GIVEN PROBLEM - In the travel post below about driving west across Wyoming and Utah, at what elevation did the writer cross the Continental Divide on I-80?
═════ EXCERPT PROVIDED
Mt. Rainier and Lenticular Clouds - Dec. 2008 copyright: JMM

January 25, 2008

Wyoming and Utah

The weather improved significantly for the last few days of our trip west. We left Denver, but because we didn't want to have to drive the truck and car transport over the Rockies, and because I-80 terminates at the Bay Bridge in San Francisco, we took Highway 25 north from Denver to Wyoming to pick up I-80. That way we would limit our mountain driving to just the Wasatch Range in Eastern Utah and the Sierras in California.
Our first stop along the way was to see Tree Rock. This is a photo of it taken in the 1800's, along with the story below, which I got off google.
Lincoln Highway at the Tree in the Rock
"In the spring of 1868 when the Union Pacific was being constructed west of Cheyenne, the surveyors came across this struggling small tree growing out of a solid boulder of 1.43 billion year old pink Sherman granite. The railroad was relocated so as to preserve the tree. Locomotive engineers would stop to water the tree. In 1902, the railroad was relocated so as to avoid the steep grade at Sherman Hill and the necessity of double-heading the locomotives up the grade from Laramie. The old rail grade continued to be used as a wagon road. With the opening of the Lincon Highway, the old grade continued along the same location. Today, I-80 continues along the same route with the tree in a wayside park located in the median."

I've no idea what that red spot is on the photo; it's on the negative too.
Wyoming

I did not take this next photo, I found it on google images. I didn't have my camera ready when we passed this same sign on I-80 in Wyoming and we never saw another one. But it came as a real surprise to Brian and I that we were at 6,930 feet, crossing the Continental Divide, and, as you can see, there isn't a mountain in sight. My only frame of reference at that point in my life was Mt. Washington in New Hampshire, which is the highest point & mountain in New England, at 6,200 feet. I went to the summit of Mt. Washington once and the view was amazing - we could see all the way into Maine. Yet here we were, 730 feet higher than Mt. Washington's summit, on flat prairie land.
Of all the states we passed through, I would very much like to go back to Wyoming and spend some time traveling in the western part of the state. The buttes and mountains are unreal. If I had known how amazing Wyoming was, I would have planned to stay a day extra and explored.

We finally stopped for the day in Green River, WY, about 3/4 of the way across the state. This butte is called The Citadel and it was right behind our hotel.
══════════
═════ PROVIDED RECORDS
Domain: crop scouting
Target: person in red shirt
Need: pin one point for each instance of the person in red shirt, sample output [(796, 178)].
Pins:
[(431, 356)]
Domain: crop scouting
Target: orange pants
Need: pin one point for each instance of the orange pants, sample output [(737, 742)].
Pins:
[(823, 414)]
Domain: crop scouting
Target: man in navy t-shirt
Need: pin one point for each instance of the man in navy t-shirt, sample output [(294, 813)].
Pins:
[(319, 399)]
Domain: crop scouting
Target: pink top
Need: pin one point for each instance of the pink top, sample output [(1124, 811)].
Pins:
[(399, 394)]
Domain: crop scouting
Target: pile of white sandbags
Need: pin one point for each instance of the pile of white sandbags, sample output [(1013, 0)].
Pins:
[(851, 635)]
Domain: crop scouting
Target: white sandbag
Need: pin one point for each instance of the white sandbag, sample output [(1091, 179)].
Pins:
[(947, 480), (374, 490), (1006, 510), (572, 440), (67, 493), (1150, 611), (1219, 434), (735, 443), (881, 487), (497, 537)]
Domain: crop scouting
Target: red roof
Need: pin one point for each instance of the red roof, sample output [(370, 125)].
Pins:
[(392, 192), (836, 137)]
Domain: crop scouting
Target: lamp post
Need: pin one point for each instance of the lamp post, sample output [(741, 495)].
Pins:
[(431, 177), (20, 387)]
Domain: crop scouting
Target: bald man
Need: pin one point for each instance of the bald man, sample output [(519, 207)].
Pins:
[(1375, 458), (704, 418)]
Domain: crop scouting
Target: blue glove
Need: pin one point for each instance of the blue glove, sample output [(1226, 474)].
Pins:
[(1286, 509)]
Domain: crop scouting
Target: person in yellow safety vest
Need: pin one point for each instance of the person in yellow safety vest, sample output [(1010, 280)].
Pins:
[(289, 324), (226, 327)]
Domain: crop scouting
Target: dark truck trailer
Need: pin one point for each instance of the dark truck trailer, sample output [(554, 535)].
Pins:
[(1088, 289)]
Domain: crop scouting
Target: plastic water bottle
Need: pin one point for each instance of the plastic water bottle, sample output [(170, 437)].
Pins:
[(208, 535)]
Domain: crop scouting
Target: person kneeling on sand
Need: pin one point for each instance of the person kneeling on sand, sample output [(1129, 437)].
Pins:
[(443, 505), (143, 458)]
══════════
ANSWER IN FULL - 6,930 feet.